## [WHAT THIS TASK INVOLVES]
Rescale every line below by multiplying each x and y value in the point coordinates by 2.2 and rounding the results to whole numbers, with halves going up. Keep all the other lines unchanged, and leave the pictures out of your answer.

## [MATERIAL FOR THIS EXERCISE]
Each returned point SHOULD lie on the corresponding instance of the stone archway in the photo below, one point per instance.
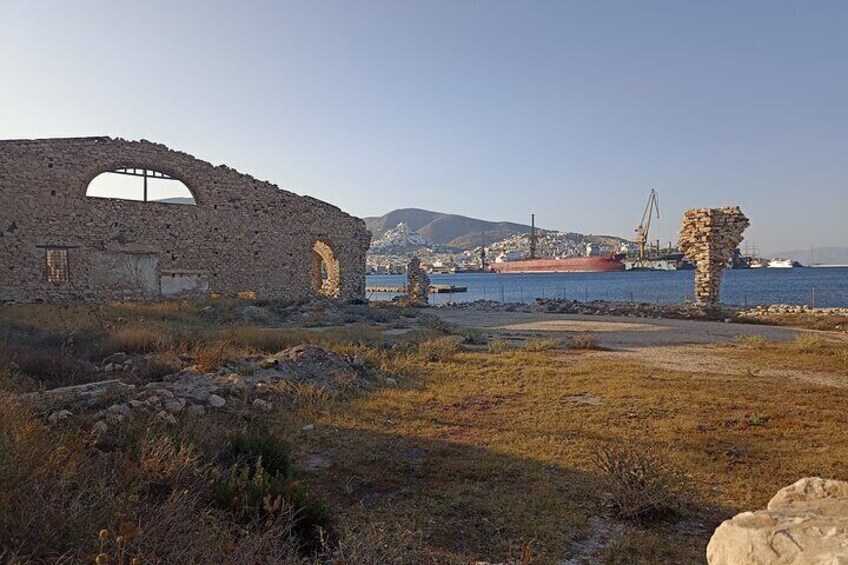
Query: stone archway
(326, 277)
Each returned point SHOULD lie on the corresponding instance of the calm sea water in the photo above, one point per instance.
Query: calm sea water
(823, 287)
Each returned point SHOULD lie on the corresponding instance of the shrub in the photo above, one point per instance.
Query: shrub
(210, 357)
(583, 341)
(262, 339)
(438, 349)
(541, 344)
(754, 341)
(842, 355)
(259, 488)
(135, 339)
(641, 485)
(251, 445)
(500, 345)
(808, 342)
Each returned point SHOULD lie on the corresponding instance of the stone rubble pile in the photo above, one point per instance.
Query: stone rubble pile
(764, 311)
(709, 237)
(687, 310)
(417, 282)
(806, 522)
(245, 382)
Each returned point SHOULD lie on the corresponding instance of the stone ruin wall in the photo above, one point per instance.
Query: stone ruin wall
(709, 237)
(242, 236)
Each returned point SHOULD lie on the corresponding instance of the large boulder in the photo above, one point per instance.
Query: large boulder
(805, 524)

## [RESPONSE TO THE TASK]
Each returned point SHOULD lie on the corresponding instance of the stone archway in the photo below, one point per instance.
Query: stone archway
(717, 609)
Each returned point SHOULD lie on the corresponding instance of the calm sea water in the photo above, one point per instance.
Query: calm sea water
(1811, 631)
Each returned point SHOULD lie on the corresponding instance of the shrub in the photo above, one point per instance.
Query: shrub
(462, 785)
(1283, 750)
(576, 746)
(964, 768)
(1190, 757)
(1659, 750)
(1852, 781)
(570, 1074)
(297, 746)
(1410, 1067)
(552, 979)
(1100, 759)
(1778, 752)
Each returned point SHOULD lie on the corresponding instance of the stone rubble pile in the photo above, one point per instance.
Query: stone rubble pile
(1681, 684)
(1560, 521)
(1511, 682)
(917, 620)
(1773, 1148)
(539, 840)
Each returned point SHOULD lie on the corresponding instance of the stone ruin wall in the photo above, one point per instance.
Query: stone ruin wall
(1560, 521)
(532, 519)
Each returned point SHOULD lie on the corresponding instance of the large boulder in the photo above, one point per instance.
Query: large boulder
(1771, 1153)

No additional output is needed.